ASSIGNED TASK: Determine how many lines in the records below contain "insulated", then state that number alone.

* * * * * * * * *

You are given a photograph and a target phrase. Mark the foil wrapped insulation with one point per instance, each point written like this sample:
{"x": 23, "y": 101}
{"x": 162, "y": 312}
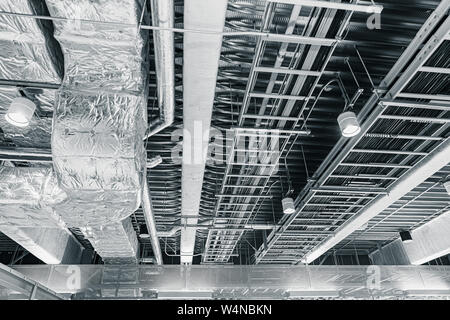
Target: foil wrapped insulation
{"x": 50, "y": 245}
{"x": 29, "y": 51}
{"x": 100, "y": 120}
{"x": 37, "y": 133}
{"x": 29, "y": 197}
{"x": 116, "y": 243}
{"x": 103, "y": 46}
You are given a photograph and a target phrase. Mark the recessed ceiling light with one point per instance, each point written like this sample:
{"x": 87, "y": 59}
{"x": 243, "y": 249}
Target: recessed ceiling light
{"x": 20, "y": 112}
{"x": 288, "y": 205}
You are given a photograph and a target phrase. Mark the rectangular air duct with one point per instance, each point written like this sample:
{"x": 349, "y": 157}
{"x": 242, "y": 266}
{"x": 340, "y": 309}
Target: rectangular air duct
{"x": 28, "y": 197}
{"x": 100, "y": 119}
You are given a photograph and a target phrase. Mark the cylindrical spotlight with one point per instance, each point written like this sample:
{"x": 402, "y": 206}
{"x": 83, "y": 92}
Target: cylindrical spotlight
{"x": 447, "y": 185}
{"x": 405, "y": 236}
{"x": 143, "y": 232}
{"x": 288, "y": 205}
{"x": 348, "y": 123}
{"x": 20, "y": 112}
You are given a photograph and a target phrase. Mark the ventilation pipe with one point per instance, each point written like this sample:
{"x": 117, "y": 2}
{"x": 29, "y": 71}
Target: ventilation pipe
{"x": 100, "y": 121}
{"x": 432, "y": 163}
{"x": 162, "y": 16}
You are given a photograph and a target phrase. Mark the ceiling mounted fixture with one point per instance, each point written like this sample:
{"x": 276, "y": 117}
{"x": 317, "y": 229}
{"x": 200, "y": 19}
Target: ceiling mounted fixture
{"x": 143, "y": 232}
{"x": 447, "y": 185}
{"x": 348, "y": 123}
{"x": 288, "y": 205}
{"x": 405, "y": 236}
{"x": 20, "y": 112}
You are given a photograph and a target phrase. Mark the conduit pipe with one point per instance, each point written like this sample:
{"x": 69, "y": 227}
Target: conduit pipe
{"x": 432, "y": 163}
{"x": 162, "y": 16}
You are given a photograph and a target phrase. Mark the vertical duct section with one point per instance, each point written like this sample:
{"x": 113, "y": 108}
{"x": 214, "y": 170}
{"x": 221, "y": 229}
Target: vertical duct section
{"x": 201, "y": 62}
{"x": 100, "y": 120}
{"x": 424, "y": 169}
{"x": 28, "y": 50}
{"x": 28, "y": 197}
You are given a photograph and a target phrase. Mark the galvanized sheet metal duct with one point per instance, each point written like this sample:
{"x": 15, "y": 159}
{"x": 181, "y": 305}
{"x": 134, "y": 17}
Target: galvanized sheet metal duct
{"x": 201, "y": 62}
{"x": 100, "y": 120}
{"x": 163, "y": 16}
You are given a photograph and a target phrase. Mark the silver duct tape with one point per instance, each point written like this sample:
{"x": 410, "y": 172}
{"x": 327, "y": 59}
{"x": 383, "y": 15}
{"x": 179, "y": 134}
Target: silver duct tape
{"x": 28, "y": 47}
{"x": 99, "y": 155}
{"x": 28, "y": 197}
{"x": 116, "y": 243}
{"x": 85, "y": 15}
{"x": 26, "y": 61}
{"x": 38, "y": 133}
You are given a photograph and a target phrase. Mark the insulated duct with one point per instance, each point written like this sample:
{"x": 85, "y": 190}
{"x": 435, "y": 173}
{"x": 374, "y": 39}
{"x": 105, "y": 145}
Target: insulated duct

* * * * * * * * *

COMPLETED TASK: 2